Saved data entries
══════════════════════════════

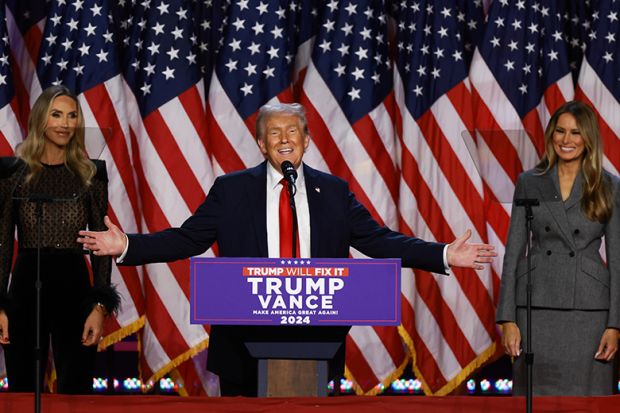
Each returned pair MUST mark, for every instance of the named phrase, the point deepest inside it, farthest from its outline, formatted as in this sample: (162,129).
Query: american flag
(347,93)
(441,193)
(428,142)
(599,79)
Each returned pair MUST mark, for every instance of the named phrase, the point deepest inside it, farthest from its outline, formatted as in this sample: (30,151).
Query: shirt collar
(274,176)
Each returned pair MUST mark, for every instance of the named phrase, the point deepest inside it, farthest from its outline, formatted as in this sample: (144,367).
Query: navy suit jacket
(234,215)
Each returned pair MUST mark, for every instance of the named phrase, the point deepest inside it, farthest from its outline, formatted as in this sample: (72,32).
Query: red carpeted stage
(23,403)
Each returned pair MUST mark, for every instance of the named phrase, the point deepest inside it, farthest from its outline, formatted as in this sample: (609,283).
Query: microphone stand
(38,287)
(38,200)
(292,190)
(529,355)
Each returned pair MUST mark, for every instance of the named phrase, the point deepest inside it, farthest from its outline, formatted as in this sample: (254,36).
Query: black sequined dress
(69,290)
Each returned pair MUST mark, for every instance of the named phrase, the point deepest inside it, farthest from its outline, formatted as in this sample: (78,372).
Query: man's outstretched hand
(469,255)
(110,242)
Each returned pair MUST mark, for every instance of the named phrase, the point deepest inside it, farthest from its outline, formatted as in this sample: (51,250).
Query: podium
(288,369)
(313,303)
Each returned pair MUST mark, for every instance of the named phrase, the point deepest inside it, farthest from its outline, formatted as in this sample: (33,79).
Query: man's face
(283,140)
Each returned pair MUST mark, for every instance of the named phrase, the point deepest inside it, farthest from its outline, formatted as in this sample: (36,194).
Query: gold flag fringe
(191,352)
(455,381)
(120,334)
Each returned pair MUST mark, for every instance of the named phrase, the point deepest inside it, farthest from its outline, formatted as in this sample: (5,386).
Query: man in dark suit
(241,214)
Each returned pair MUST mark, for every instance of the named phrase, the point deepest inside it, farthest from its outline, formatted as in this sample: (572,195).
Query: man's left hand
(469,255)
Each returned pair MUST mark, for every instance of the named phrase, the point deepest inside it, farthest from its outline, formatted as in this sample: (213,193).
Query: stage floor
(52,403)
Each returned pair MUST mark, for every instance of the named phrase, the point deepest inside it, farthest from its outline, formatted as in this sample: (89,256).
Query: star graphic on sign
(354,93)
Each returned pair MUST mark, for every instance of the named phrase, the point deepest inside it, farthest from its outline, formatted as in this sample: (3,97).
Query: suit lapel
(575,194)
(257,205)
(313,191)
(549,188)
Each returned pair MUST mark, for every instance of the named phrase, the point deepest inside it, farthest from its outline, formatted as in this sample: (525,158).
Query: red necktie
(286,224)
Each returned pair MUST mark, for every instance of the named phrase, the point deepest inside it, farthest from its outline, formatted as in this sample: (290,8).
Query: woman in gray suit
(575,295)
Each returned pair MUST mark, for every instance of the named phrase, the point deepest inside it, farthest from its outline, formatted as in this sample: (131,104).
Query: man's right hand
(511,339)
(4,328)
(111,242)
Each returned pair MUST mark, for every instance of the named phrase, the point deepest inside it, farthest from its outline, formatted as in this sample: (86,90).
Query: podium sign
(314,291)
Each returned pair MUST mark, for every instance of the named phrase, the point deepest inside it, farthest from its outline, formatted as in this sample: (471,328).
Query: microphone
(289,172)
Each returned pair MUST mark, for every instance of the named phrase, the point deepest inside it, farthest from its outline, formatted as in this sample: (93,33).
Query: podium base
(289,369)
(292,378)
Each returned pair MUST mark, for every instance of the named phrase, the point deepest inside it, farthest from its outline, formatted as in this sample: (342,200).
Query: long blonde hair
(596,198)
(31,149)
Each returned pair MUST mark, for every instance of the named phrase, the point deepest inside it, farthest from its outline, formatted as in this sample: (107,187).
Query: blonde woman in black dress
(52,163)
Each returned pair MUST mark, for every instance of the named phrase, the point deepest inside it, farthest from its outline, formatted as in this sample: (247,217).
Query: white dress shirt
(273,208)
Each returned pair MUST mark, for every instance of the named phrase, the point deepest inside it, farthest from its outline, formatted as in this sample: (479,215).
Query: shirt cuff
(446,266)
(120,258)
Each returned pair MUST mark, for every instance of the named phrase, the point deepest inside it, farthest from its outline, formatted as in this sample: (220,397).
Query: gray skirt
(564,343)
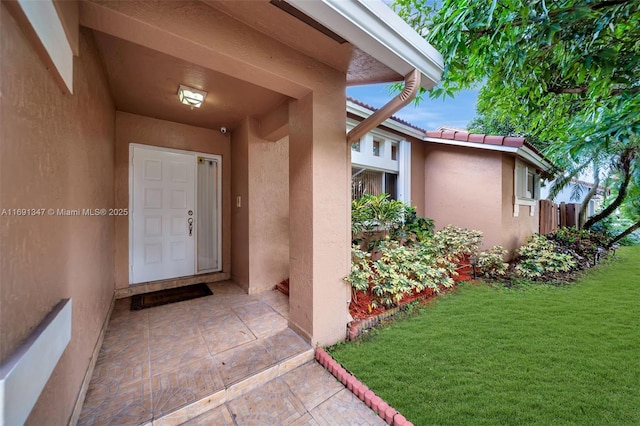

══════════════════════════════

> ABOUT THIS EXERCISE: All of the data above should be quoted exactly, except for the pictures.

> EXERCISE OUTPUT:
Each returned pair MUST mark, for every instance of the named phrase, the point deepest inside it, farthest from its outline, formatted as in this sample: (162,129).
Query: american flag
(347,93)
(441,193)
(428,142)
(599,79)
Each returned pair MUST mark, for every instance of the named phrase, the point deepest inside it, farthest from its outline, formatted as in this sample: (30,151).
Query: shirt collar
(274,176)
Each returned pair MUST mark, for every instance of the named phrase, the point deepest inside it, farthest from its outline, formatted as in this sample: (144,367).
Query: navy suit jacket
(234,215)
Each returned pair MUST mark, for every instance of the named phrase, the point deepest inside it, farthest from its outline, formatted as in this sample: (72,32).
Query: red carpeted stage
(23,403)
Each returned pair MUST mark, for every instance of the named phrase, the point deepest inside it, farthest from its outline, formatted as in this sample: (609,283).
Query: microphone stand
(38,287)
(38,200)
(292,190)
(529,355)
Each returned pair MUST mark, for every instance of the named phrase, the point deepest inside it, farthest from its outline, formatted as in this sample: (254,36).
Query: black sequined dress
(69,290)
Each returned pair MUST mark, for every instance of the named phrase, the point deepest inside it, farthest from its outline, formatted as in this sample: (78,372).
Query: man's outstretched hand
(469,255)
(110,242)
Each returned pair MUST mark, for every instance of the named phrase, the point deepest inside it, farthest from its outline, formatted as in this sample: (51,250).
Query: podium
(288,369)
(313,303)
Each returned pair MUST mark, for every instance of the named phrase, the point deepest inside it, farthest from its outline, formatted as in this sample: (33,79).
Query: man's face
(283,140)
Each returned pair MUST mark, for every instance of the named phrase, the point deepest inside it, farthest from its outline, formatted as in this sample: (36,194).
Query: gold flag fringe
(191,352)
(455,381)
(120,334)
Each returned pair MUST mark, for every instance of the named phrase, the point deepest inside it, farthest from its outline, formatted as in this sample: (5,386).
Query: man in dark suit
(241,214)
Each returned pair MUST mark, for every instance of the named phrase, the point deepest inside it, farthest from its outline, formatted as in this sample: (572,195).
Query: man's left hand
(469,255)
Each returned pair MUST mark, for every instance of the named phrase, the point deepest inside it, farthest from its outline, formatted as in this sample: (213,193).
Query: stage floor
(52,403)
Each returned pair MUST mark, for every instance of the named phrase, the point deepest inside it, farthest from its outline, formatted as in this sample: (89,256).
Query: star graphic on sign
(354,93)
Each returned pair MUST mark, for every instance of the named phrase, the point deepest inside it, farthest from its outline, formatted as in this sample: (3,97).
Query: suit lapel
(575,194)
(257,205)
(313,191)
(549,188)
Each returned pair MUST mark, for every instance of the named phrase, the point deepest inside it, farthest from its outline, formatted as in this sample: (525,158).
Query: red necktie
(286,224)
Each returned pair MUST mark, for every instance of the named phrase, the point deepest inside it, farthest from its outline, formatted as in this sample: (290,8).
Query: woman in gray suit
(575,295)
Each returned pair MUST mark, for every instance of the named phrase, the point deepest inside it, farthest from its outline, formatted as in this sample: (131,104).
Query: man's right hand
(511,339)
(4,328)
(111,242)
Each returned pair MUST mark, for every instance of the named phrase, the point deepest inside it, farthest from its outline, formatted as in this sample: (86,90).
Query: podium sign
(314,291)
Each returned pair MUST mark, for every instance of the named phrase, the point deepest inside it, farthest from its outline, formatted as in this sample: (471,328).
Query: microphone
(289,172)
Each returned pair MUST mark, for every instance of the named phrase, the point deepest inside it, farthest from its outline, formatted as in this sample: (93,33).
Query: podium base
(289,369)
(292,378)
Each returned pair MUST mark, for every instance of the named phrase, the point deepest inside it, farthest from its outline, formatted as in this sample: (342,200).
Query: long blonde hair
(596,198)
(31,149)
Each returned pair MUST mark, for every instance of the named phrase, the point deepest inside it, farthest from its outline, formatted as in this sample: (107,187).
Query: blonde woman in black dress
(52,163)
Each returned pair MUST mark, for every instance of the named phrase, the point deepest inside it, farthest from its outline, formatted as in this sample: (247,217).
Query: white dress shirt
(273,208)
Each returned pair MUST mark, for every instance of the named phrase, the point deepest inside it, farthest from its outline, formatted as in this sample: (479,215).
Query: shirt cuff
(446,266)
(120,258)
Each returned pair MUST mark, for every instance of the named phrase, the point deepest inside it, farthest from its outline, formatted as in this sample: (220,397).
Query: gray skirt
(564,343)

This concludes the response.